**WHAT YOU NEED TO DO:** Pick out every line in the items below that contains the word "metal", and copy each of those lines. Case counts.

start PROVIDED MATERIAL

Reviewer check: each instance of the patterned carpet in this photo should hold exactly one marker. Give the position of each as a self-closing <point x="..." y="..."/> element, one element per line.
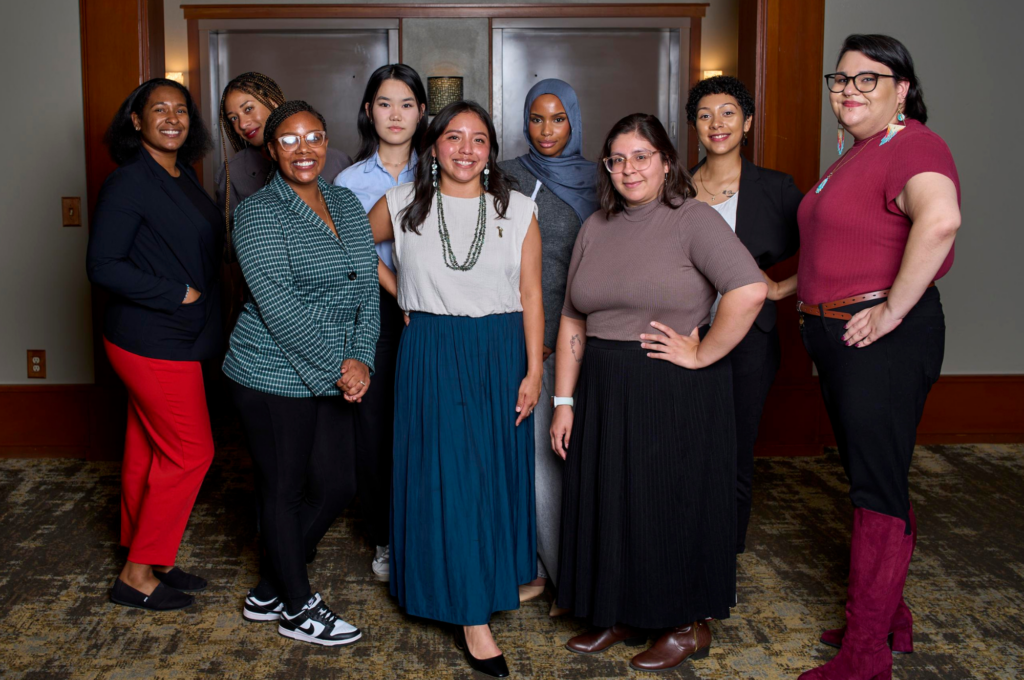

end PROVIDED MATERIAL
start PROVIDED MATERIAL

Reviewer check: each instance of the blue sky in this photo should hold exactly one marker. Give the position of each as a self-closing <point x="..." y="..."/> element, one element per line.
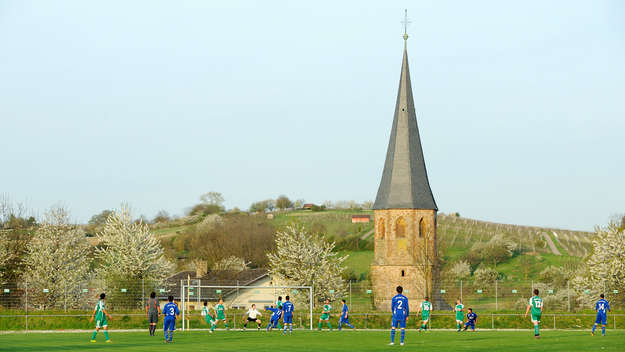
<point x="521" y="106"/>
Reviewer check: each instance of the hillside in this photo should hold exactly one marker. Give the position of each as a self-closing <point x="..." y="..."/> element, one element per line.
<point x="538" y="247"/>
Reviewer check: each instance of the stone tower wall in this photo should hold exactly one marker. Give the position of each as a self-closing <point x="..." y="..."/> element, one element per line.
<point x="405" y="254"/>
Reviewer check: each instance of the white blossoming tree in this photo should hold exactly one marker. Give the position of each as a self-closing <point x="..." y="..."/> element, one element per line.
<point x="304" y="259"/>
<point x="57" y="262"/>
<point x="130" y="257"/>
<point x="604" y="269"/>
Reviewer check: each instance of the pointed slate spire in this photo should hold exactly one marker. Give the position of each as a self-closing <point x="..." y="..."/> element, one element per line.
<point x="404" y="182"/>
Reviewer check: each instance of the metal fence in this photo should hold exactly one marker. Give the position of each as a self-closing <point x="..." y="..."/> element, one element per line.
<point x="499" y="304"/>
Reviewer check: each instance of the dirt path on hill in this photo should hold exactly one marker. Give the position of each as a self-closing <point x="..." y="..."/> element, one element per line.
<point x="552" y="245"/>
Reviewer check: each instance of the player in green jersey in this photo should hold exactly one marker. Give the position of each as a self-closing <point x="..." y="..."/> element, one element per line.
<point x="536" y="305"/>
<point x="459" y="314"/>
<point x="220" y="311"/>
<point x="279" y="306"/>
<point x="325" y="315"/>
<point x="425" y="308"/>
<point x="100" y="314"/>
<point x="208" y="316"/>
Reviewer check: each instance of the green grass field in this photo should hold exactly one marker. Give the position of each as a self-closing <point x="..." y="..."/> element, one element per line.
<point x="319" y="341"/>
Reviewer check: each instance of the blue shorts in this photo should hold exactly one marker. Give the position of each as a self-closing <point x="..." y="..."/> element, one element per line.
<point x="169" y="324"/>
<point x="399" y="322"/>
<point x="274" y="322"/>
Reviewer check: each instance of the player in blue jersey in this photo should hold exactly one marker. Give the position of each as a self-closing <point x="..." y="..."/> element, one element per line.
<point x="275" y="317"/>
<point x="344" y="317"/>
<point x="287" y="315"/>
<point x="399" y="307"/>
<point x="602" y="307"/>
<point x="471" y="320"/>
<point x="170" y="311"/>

end PROVIDED MATERIAL

**OUTPUT FOR THIS EXERCISE:**
Reviewer check: each instance of the metal fence in this photo should hold exactly one marker. Give the position of each as a self-closing <point x="..." y="..."/> element, one element per line.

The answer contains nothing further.